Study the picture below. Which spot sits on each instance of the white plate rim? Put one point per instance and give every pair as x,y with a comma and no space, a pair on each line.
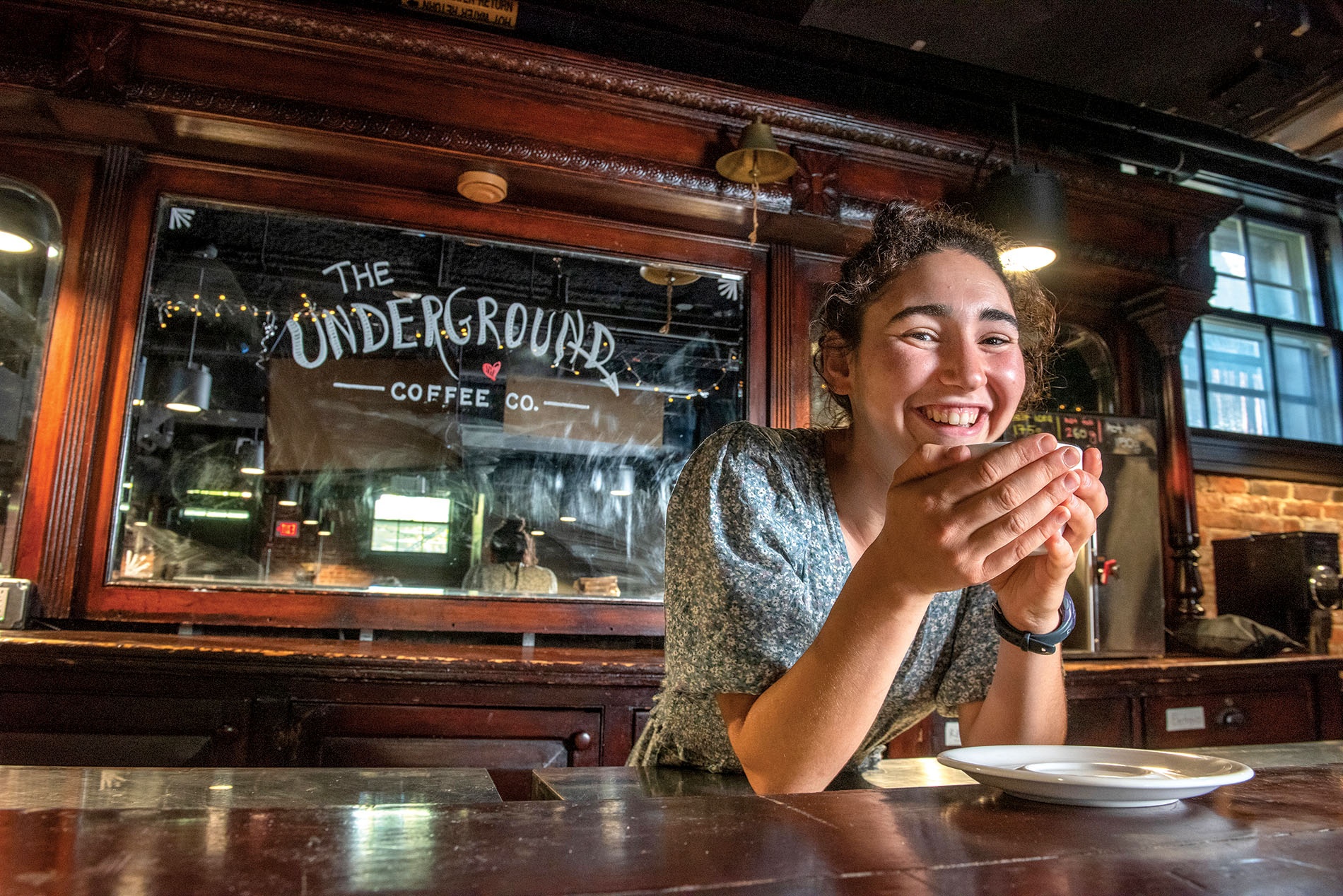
965,760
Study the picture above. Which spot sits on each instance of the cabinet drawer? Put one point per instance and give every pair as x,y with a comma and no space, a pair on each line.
1101,721
115,730
465,736
1225,719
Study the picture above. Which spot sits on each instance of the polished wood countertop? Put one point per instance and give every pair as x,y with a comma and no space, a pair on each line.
410,656
1280,832
404,659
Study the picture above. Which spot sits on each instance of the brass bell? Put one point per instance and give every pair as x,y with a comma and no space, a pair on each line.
758,159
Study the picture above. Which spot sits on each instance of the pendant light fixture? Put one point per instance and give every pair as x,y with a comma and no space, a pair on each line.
669,277
1029,207
25,223
758,160
189,383
292,495
252,457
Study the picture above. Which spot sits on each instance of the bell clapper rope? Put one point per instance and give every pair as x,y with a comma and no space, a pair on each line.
667,328
755,202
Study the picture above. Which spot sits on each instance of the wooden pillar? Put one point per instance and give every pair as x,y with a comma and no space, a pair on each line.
1165,316
783,329
101,265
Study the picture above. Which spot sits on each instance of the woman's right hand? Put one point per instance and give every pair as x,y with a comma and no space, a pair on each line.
953,523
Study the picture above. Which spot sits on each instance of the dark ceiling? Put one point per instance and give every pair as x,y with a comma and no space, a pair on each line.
1265,69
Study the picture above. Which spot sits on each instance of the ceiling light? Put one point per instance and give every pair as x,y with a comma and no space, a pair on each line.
252,454
293,493
25,220
1028,206
188,389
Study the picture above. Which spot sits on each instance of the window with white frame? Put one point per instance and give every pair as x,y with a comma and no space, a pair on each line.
1265,362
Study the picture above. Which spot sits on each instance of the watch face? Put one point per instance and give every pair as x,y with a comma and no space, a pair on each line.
1043,644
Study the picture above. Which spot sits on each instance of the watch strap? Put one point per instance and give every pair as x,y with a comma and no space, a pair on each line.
1032,642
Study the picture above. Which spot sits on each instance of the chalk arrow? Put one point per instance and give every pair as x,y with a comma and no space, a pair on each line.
180,218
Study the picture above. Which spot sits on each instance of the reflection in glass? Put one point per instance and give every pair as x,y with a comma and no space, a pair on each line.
30,265
1083,375
404,394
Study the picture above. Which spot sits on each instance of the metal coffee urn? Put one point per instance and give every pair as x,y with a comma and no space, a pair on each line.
1118,582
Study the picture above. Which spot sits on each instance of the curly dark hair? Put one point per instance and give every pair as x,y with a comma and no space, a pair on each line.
901,234
510,542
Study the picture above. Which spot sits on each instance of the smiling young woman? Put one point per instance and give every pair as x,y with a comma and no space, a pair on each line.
825,590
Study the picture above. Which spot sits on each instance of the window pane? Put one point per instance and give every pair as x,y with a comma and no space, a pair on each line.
1307,382
1231,293
1284,283
1228,249
413,391
1238,378
1276,301
1193,377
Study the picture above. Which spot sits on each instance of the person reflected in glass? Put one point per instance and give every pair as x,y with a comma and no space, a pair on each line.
510,563
828,589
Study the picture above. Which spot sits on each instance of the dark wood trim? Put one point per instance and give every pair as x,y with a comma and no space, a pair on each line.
1264,457
782,335
360,611
101,265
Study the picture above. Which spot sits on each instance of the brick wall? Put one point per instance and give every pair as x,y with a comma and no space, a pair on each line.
1231,507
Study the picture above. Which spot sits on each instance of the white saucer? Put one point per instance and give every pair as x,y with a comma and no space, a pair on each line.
1111,777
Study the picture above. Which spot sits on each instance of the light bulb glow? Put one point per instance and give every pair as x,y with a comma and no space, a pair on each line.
13,242
1028,258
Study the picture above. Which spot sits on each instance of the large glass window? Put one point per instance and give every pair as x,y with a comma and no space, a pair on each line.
334,405
1265,363
30,262
1264,271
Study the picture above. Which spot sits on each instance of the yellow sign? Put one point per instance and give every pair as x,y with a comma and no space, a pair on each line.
488,13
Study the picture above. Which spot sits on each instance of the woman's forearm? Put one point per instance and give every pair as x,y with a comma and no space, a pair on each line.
1025,703
805,727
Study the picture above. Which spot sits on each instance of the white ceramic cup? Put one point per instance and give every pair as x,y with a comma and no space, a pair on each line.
985,448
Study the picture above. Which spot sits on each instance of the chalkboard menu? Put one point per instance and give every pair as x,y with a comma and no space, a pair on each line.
328,405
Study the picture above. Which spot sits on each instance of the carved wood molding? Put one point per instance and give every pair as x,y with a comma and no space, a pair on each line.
816,187
549,68
102,259
295,113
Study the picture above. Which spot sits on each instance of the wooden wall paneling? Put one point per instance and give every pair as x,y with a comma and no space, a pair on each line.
783,343
101,256
1166,316
813,273
66,175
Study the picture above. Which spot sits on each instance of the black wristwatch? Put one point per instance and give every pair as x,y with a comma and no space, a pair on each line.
1031,641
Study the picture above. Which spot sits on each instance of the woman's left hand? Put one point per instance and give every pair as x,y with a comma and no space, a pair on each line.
1032,591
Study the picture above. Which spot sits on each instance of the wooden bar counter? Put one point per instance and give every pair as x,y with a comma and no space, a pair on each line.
1280,832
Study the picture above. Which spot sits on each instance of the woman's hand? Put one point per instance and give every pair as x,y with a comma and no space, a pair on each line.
1032,591
953,521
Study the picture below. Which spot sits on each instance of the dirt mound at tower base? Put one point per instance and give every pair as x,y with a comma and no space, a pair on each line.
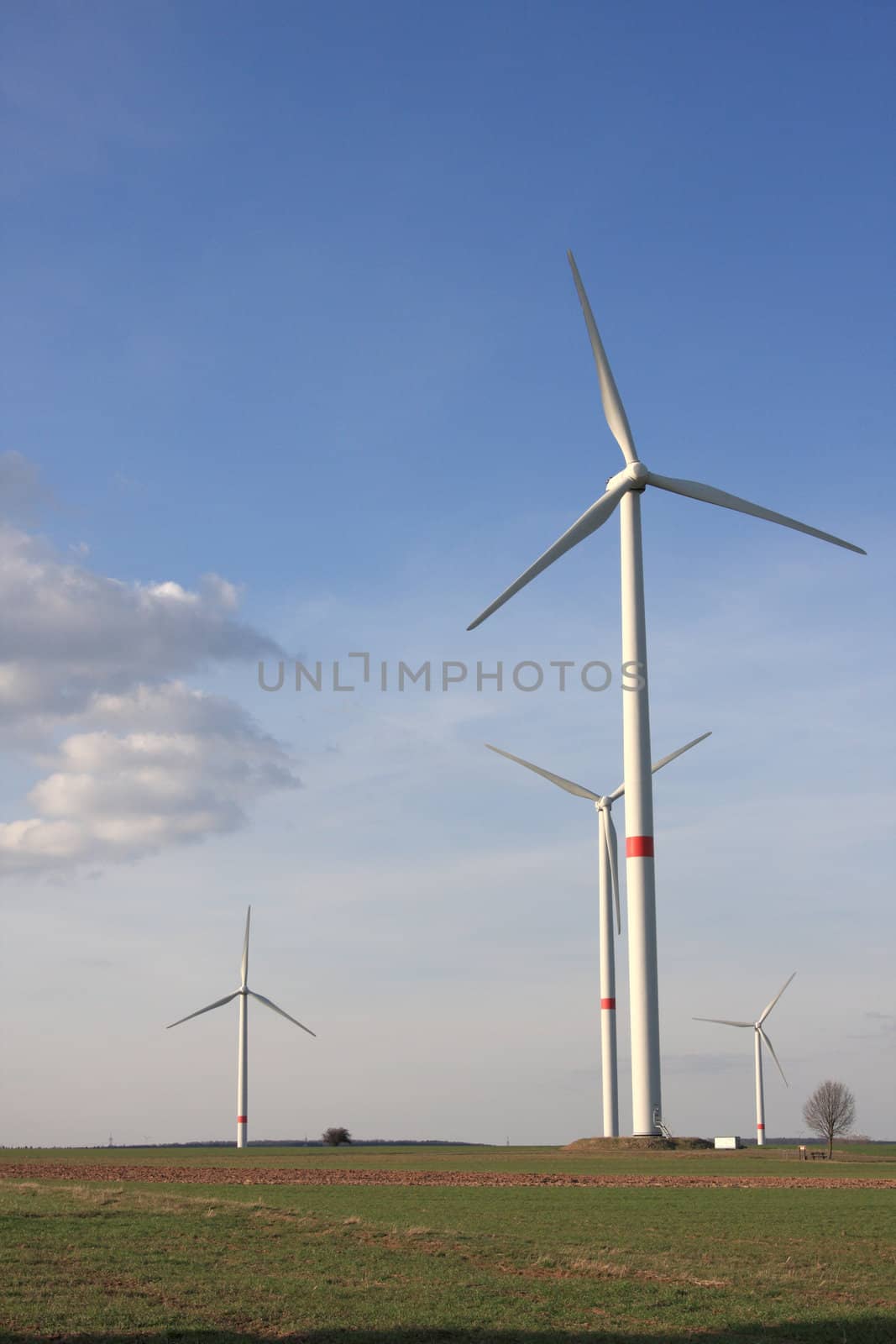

Exercise objective :: The answer is the run of lines from the one with "the woman's hand?" through the final line of the data, copied exactly, and nothing else; no pictures.

Task output ::
Study the picture above. Which spot sits on each instance of the woman's hand? Put one point per instance and give every pair as x,y with a comma and no space, a pair on each line.
1032,591
953,521
Study the picture below. Which spot sits on each instance of the dirt mound at tower base? Put one point per instance and give every pair as x,y with a comma and no space, a pair on each line.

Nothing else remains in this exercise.